- DESCRIPCIÓN DE LA TAREA
Prosigue la crónica sobre la llama violeta de Saint Germain y las redes sociales a partir de su último párrafo.

--- FRAGMENTO PROPORCIONADO ---

La red y la llama violeta: una crónica metafísica de nuestros desvelos digitales
Saint Germain, ese caballero de levita púrpura, alquimista de la conciencia y probable accionista mayoritario del karma planetario, predicaba la transmutación. No la de los metales -eso lo hacía en sus ratos libres, según los entusiastas de YouTube-, sino la del alma. La famosa llama violeta. Esa que, en teoría, podría purificar tus miserias más hondas con solo invocarla.
Hoy, en cambio, el nuevo rito de purificación se llama postear. En Facebook, en Instagram, en X, en TikTok. Cada selfie con filtro, cada reel coreografiado, cada indignación debidamente editada en formato vertical, funciona como una suerte de mantra invertido. Una metafísica low cost: en lugar de disolver el ego, lo glorifica. En vez de trascender el yo, lo multiplica en cada like.
Saint Germain hablaba de la elevación de la conciencia. Las redes sociales, en cambio, nos han convencido de que basta con comunicar tu verdad —sea lo que sea eso— para sentirse iluminado. Un like por aquí, una cita de Paulo Coelho por allá, una story llorando por el perrito perdido, otra exaltando tu “nuevo comienzo”, y voilá: tienes una mística portátil. Una espiritualidad de data center, con backup automático en la nube.
Pero no nos equivoquemos: este no es un sermón contra la tecnología. Sería como culpar al cuchillo por el filete mal cortado. Lo que hay, en cambio, es una profunda y elegante banalización de lo sagrado. La llama violeta de Saint Germain prometía transmutar los miedos en amor. En redes, transmutamos el miedo en likes y el amor en contenido. Una alquimia, sí, pero inversa.

--- ENTRADAS PROPORCIONADAS ---

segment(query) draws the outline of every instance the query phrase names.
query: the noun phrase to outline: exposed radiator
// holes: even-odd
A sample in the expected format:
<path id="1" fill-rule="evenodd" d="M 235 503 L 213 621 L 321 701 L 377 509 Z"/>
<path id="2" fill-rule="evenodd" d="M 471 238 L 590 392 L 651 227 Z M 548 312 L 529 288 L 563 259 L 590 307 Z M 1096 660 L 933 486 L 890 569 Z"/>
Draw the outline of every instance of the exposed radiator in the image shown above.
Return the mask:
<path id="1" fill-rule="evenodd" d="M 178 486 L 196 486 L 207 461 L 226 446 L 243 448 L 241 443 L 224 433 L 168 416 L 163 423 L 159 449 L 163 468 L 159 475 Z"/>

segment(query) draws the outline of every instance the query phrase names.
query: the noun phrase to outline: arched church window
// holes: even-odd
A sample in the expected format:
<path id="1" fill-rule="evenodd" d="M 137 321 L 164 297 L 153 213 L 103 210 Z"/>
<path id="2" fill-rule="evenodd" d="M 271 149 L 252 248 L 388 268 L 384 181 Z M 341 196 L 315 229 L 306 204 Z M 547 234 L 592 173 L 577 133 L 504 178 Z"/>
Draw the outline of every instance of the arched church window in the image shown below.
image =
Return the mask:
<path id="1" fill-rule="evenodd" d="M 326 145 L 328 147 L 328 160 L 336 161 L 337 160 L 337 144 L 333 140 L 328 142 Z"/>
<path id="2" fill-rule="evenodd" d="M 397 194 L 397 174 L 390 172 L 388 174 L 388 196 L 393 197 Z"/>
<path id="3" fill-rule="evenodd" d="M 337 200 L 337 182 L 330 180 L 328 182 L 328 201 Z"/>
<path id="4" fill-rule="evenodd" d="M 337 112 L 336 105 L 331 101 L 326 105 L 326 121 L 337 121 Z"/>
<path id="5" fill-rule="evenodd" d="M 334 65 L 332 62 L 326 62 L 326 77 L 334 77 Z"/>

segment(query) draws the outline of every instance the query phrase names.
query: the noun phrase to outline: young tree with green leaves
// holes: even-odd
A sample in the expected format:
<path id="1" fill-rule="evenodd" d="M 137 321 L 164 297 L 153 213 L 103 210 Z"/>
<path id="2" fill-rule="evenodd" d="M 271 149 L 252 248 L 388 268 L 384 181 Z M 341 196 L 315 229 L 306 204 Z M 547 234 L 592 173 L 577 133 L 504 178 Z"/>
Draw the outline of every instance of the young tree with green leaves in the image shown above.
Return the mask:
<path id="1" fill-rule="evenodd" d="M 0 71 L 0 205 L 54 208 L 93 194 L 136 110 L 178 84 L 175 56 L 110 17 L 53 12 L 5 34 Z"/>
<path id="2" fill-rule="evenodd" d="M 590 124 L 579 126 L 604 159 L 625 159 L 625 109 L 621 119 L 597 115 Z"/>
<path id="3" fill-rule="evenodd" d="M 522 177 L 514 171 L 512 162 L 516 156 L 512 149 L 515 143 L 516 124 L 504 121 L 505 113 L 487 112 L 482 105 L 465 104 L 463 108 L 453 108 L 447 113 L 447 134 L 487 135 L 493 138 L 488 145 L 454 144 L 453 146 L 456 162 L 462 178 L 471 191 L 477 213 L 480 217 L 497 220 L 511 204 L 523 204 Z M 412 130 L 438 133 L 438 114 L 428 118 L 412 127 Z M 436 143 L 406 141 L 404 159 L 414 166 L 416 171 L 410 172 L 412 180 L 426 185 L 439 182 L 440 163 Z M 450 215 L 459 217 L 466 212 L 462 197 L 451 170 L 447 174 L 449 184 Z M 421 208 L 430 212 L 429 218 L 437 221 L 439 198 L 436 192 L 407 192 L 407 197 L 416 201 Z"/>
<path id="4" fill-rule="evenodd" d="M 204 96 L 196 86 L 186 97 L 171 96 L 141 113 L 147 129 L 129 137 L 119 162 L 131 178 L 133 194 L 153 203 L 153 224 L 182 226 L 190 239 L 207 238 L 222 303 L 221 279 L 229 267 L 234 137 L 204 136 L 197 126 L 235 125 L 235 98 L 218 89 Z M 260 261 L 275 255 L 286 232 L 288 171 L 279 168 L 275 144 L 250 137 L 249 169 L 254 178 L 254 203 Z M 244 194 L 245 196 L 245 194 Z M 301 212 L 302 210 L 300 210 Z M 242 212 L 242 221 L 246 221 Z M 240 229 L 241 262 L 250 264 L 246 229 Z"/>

---

- RESULTADO DE LA TAREA
En lugar de meditar, escroleamos. En vez de invocar, retuiteamos. Saint Germain —ese dandy cósmico— enseñaba que el verbo yo soy tenía un poder creativo. “Yo soy la llama violeta que consume toda imperfección”, repetían los discípulos con la esperanza de resetear su karma. Hoy, el yo soy se ha convertido en “Yo soy Capricornio con ascendente en drama y necesito espacio, pero también atención”. El mantra se volvió meme.
Las redes sociales no son el infierno, claro. Pero tampoco son el cielo. Son un purgatorio con wifi. Un intermedio eterno donde las almas no terminan de encarnar ni de liberarse. Donde todos opinan, pero nadie escucha. Donde se confunde viralidad con verdad, visibilidad con virtud. Donde el alma se mide por su engagement rate.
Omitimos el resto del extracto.